INSTRUCTIONS TO FOLLOW :: Your task is to repeat the records exactly from the line containing "Task: locate the yellow corn" onward, through the final line.

=-=-=-=-=

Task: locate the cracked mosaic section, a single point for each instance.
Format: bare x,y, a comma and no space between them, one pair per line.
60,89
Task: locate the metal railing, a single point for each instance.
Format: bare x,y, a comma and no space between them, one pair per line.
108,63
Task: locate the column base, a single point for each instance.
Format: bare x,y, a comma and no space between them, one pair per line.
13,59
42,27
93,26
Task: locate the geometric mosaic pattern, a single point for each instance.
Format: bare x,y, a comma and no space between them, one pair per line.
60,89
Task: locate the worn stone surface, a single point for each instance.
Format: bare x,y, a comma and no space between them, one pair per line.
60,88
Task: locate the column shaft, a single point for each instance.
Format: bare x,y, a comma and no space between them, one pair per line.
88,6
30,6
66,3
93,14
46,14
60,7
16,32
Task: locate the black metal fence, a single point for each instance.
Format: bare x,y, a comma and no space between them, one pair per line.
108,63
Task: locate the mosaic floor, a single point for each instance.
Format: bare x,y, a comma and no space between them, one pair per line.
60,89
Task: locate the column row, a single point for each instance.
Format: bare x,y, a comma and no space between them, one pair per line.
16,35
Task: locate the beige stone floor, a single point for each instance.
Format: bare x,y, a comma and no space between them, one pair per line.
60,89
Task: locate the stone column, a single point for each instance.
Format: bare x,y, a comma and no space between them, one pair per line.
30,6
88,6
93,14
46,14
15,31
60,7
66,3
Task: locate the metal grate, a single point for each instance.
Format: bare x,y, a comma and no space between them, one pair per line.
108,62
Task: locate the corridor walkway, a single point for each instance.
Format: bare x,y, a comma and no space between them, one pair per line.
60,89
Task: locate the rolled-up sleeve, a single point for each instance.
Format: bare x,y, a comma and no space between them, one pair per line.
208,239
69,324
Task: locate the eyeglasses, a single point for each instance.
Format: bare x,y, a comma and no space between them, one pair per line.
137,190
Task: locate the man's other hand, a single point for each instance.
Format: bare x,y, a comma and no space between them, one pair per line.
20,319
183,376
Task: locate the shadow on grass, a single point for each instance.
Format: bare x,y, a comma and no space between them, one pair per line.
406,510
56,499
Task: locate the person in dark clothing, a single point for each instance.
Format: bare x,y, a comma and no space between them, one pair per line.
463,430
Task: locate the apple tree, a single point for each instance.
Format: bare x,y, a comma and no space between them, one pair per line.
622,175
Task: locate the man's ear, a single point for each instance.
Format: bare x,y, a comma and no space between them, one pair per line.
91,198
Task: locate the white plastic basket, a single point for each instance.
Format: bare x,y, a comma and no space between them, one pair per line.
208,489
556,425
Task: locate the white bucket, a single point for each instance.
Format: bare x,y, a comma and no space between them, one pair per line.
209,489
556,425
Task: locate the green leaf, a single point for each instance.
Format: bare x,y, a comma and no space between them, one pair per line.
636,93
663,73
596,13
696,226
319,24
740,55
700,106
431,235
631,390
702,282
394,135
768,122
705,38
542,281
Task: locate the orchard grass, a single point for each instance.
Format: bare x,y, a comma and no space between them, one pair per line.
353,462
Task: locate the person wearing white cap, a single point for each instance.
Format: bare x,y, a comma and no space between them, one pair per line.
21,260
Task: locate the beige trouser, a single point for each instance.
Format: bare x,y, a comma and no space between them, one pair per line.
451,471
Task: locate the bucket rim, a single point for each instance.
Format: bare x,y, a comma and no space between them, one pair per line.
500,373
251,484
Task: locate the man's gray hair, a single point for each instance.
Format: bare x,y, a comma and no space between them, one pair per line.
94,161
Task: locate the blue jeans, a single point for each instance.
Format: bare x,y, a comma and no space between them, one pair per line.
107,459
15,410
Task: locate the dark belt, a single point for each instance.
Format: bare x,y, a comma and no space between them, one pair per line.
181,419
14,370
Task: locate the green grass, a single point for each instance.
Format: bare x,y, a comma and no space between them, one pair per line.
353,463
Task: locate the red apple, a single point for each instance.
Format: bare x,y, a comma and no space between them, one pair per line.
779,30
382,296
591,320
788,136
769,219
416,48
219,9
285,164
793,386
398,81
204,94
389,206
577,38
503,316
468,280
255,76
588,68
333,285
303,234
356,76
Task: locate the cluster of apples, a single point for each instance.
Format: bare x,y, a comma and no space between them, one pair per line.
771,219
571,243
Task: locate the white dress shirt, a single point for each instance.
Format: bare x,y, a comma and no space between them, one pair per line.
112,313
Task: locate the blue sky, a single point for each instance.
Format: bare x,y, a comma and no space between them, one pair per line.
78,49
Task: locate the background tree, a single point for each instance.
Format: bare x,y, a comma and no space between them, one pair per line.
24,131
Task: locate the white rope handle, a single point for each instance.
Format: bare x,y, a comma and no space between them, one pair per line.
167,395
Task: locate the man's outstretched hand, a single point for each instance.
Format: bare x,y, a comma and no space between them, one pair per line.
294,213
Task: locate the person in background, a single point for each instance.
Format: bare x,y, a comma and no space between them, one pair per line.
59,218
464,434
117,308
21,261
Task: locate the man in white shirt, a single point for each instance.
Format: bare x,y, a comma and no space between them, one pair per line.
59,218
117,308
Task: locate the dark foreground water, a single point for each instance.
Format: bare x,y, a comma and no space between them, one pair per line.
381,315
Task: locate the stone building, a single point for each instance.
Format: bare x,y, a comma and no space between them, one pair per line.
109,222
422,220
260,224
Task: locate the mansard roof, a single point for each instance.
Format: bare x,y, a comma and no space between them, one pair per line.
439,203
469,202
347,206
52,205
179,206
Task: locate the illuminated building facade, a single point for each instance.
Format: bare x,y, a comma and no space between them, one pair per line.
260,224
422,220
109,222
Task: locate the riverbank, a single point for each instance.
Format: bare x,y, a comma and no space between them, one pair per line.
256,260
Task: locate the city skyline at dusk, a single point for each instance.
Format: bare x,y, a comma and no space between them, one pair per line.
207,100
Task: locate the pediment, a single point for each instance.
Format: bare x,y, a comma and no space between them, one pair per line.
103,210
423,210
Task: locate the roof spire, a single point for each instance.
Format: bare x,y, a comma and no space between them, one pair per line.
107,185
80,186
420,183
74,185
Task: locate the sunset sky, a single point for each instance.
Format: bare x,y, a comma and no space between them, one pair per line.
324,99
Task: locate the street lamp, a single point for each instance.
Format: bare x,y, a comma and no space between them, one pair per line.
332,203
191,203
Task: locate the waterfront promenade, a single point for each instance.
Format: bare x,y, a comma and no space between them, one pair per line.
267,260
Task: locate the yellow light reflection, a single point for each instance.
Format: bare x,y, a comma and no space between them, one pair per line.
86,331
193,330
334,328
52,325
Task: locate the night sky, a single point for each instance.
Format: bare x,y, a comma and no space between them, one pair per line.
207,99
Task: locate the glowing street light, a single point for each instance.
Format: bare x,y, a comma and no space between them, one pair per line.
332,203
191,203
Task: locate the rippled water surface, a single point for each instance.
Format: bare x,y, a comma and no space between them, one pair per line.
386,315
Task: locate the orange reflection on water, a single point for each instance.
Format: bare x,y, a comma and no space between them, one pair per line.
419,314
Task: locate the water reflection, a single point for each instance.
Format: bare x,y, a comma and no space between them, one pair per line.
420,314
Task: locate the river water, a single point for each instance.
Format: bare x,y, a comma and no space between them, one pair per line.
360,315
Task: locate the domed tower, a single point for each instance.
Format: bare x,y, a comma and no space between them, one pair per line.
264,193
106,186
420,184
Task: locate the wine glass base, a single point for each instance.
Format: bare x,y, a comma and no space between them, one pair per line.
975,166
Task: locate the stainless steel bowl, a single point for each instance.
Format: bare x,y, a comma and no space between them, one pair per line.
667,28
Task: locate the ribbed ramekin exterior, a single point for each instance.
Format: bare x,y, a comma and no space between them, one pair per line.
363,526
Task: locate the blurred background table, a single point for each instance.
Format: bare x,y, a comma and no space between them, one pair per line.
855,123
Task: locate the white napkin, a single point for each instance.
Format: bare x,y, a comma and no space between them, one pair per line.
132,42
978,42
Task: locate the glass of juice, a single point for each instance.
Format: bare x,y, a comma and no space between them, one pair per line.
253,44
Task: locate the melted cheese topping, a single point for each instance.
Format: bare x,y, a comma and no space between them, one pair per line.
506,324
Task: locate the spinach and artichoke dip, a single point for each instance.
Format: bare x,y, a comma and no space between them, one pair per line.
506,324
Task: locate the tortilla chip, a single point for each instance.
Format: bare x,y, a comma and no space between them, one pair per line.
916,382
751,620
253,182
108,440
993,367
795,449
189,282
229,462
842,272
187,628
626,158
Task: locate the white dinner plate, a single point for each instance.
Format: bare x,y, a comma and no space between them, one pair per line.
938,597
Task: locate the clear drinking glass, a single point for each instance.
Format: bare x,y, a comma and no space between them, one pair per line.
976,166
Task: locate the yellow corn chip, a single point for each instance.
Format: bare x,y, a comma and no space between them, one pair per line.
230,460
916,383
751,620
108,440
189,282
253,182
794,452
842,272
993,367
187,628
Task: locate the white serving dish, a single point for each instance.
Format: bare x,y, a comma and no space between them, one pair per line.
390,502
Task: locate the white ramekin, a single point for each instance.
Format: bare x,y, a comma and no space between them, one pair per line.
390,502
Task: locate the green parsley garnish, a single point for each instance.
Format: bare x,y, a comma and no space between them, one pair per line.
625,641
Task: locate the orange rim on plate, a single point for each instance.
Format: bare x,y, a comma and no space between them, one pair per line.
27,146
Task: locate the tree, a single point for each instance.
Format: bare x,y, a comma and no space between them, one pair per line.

=-=-=-=-=

RESPONSE TO THE TASK ::
Task: locate the yellow corn chip, a single point for each instance.
Format: bare x,y, a comma and no space between them, one pair per line.
230,460
916,383
751,620
108,440
189,282
253,182
794,452
842,272
993,367
187,628
Task: locate the white serving dish, a single point for each instance.
Format: bare x,y, a comma and no space between them, one pair per line.
390,502
Task: locate the white ramekin, a single point for each instance.
Format: bare x,y, a comma and no space between them, one pair per line.
390,502
Task: locate the green parsley garnish, a single point for each instance.
Format: bare x,y, a comma and no space between them, one pair per line.
625,641
Task: locate the orange rim on plate, a single point for each instance.
Format: bare x,y, a comma and no space between them, one pair per line.
27,146
Task: locate the tree, a single point for each instance.
Format: bare x,y, a comma and no space between them, one pair per line.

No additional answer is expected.